■ Aim of the task:
Beginning at the line that contains "target | wood laminate floor", reproduce every line to the end of the material without changing any of them.

■ Named object pointing entries:
-- Begin --
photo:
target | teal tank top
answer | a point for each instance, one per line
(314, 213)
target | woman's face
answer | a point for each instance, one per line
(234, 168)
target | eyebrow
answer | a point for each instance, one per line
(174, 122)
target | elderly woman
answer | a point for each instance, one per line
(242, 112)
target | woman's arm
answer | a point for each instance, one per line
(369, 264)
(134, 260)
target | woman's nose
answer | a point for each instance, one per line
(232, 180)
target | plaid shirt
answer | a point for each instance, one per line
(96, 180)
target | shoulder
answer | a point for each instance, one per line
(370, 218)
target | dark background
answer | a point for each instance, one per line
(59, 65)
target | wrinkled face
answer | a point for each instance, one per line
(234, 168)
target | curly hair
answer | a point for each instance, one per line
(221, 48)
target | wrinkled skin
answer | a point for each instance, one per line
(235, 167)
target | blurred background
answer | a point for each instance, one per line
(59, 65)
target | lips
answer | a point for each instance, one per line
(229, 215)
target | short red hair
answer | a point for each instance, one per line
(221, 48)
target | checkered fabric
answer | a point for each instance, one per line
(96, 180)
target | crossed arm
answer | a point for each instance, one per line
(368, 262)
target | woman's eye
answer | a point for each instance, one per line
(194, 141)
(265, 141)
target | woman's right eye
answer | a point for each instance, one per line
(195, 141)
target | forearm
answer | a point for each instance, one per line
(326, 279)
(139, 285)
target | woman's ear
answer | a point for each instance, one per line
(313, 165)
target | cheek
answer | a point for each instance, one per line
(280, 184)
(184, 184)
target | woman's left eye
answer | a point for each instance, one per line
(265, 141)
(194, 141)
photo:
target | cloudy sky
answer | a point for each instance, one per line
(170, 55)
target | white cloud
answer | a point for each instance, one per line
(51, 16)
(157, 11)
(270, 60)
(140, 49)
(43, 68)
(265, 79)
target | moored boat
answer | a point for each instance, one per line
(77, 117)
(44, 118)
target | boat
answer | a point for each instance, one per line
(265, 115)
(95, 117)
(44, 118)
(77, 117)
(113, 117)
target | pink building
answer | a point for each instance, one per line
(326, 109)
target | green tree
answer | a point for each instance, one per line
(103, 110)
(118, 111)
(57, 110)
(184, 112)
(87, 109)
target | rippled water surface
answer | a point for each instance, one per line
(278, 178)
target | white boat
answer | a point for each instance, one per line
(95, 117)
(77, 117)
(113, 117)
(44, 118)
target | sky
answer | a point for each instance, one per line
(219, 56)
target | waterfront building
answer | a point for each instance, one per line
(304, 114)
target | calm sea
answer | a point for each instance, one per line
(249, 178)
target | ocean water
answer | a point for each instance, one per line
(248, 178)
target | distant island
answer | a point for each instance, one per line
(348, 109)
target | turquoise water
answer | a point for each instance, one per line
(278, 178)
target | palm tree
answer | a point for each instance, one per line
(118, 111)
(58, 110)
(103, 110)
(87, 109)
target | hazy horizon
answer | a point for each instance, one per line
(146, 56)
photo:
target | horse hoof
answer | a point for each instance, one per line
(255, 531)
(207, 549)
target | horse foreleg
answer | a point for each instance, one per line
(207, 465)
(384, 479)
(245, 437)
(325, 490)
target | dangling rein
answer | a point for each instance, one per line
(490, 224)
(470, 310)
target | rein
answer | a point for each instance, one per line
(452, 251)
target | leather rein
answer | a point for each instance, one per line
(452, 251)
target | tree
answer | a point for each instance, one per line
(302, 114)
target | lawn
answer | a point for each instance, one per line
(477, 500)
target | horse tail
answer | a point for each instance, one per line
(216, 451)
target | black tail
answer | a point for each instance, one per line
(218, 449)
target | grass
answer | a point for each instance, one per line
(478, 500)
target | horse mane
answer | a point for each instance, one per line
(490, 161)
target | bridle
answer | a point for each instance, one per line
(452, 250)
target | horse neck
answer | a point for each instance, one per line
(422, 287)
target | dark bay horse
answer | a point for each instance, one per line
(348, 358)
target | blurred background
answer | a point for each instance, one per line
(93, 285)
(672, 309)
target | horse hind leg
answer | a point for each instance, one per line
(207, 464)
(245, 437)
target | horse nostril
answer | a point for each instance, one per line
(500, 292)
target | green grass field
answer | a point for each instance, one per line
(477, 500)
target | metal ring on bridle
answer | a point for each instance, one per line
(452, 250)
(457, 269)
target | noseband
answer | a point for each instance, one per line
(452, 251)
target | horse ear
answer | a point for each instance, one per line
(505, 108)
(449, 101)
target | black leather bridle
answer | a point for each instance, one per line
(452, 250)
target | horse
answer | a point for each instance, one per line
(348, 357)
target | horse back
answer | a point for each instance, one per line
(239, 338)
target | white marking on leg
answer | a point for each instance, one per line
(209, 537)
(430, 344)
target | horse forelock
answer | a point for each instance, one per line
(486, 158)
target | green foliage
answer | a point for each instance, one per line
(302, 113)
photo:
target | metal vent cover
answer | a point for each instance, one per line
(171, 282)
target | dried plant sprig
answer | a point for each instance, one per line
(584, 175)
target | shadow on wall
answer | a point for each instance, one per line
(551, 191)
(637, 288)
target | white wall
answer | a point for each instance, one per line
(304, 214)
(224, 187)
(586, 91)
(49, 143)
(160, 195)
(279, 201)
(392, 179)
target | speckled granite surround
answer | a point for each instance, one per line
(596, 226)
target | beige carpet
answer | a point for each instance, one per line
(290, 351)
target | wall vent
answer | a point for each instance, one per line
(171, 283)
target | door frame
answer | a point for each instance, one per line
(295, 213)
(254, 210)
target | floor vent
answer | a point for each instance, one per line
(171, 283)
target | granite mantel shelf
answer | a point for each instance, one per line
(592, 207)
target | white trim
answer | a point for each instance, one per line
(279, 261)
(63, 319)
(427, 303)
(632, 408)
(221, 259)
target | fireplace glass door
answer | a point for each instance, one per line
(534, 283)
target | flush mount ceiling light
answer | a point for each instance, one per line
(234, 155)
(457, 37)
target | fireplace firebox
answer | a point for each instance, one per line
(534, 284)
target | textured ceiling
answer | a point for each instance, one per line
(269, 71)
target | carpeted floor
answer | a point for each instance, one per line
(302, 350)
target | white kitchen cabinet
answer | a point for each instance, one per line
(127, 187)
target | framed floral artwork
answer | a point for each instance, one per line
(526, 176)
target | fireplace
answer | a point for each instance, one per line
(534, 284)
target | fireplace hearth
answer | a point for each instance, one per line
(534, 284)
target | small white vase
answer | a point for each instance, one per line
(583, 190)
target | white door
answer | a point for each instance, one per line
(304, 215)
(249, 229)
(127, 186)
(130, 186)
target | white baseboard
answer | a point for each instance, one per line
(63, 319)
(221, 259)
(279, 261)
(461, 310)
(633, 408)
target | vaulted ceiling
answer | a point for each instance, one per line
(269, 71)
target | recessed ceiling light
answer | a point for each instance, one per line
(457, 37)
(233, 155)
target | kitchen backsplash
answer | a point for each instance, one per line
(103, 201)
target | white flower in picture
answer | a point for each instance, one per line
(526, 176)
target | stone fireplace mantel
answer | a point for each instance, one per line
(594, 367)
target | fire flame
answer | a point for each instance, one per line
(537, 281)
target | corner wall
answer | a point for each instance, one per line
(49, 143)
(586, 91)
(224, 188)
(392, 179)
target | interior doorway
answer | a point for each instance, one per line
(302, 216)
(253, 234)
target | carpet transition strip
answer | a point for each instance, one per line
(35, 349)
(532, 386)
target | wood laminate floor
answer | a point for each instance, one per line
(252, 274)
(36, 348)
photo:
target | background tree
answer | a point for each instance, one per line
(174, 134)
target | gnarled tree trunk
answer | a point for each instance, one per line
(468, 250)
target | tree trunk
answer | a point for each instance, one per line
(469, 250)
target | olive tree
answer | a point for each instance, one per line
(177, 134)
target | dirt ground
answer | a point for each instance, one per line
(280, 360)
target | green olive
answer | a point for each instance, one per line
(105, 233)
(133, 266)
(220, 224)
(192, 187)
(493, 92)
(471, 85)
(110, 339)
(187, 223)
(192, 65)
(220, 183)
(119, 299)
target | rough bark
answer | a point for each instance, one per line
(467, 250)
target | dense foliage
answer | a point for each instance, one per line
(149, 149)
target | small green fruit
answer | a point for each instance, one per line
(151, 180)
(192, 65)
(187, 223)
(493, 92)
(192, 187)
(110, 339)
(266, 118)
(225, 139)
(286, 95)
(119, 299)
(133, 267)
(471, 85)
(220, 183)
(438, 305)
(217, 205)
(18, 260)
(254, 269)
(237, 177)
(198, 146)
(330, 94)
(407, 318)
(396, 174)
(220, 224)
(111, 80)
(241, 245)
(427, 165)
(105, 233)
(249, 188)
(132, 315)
-- End --
■ Response below:
target | wood laminate floor
answer | a point for each instance, one per line
(252, 274)
(36, 348)
photo:
target | background tree
answer | a point for each instance, one per line
(174, 134)
target | gnarled tree trunk
answer | a point for each instance, one per line
(468, 250)
target | tree trunk
answer | a point for each instance, one per line
(469, 250)
target | olive tree
answer | a point for each instance, one per line
(177, 134)
target | dirt ground
answer | a point for each instance, one per line
(280, 360)
target | green olive
answer | a point for each instance, one per line
(105, 233)
(133, 266)
(220, 224)
(192, 187)
(493, 92)
(471, 85)
(110, 339)
(187, 223)
(192, 65)
(220, 183)
(119, 299)
target | rough bark
answer | a point for each instance, one per line
(467, 250)
target | dense foliage
answer | a point for each instance, one per line
(149, 149)
target | small green fruit
answer | a point for each instance, one per line
(151, 180)
(192, 65)
(187, 223)
(493, 92)
(192, 187)
(110, 339)
(266, 118)
(225, 139)
(286, 95)
(119, 299)
(133, 267)
(471, 85)
(220, 183)
(438, 305)
(217, 205)
(18, 260)
(254, 269)
(237, 177)
(198, 146)
(330, 94)
(407, 318)
(396, 174)
(220, 224)
(111, 80)
(241, 245)
(427, 165)
(105, 233)
(249, 188)
(132, 315)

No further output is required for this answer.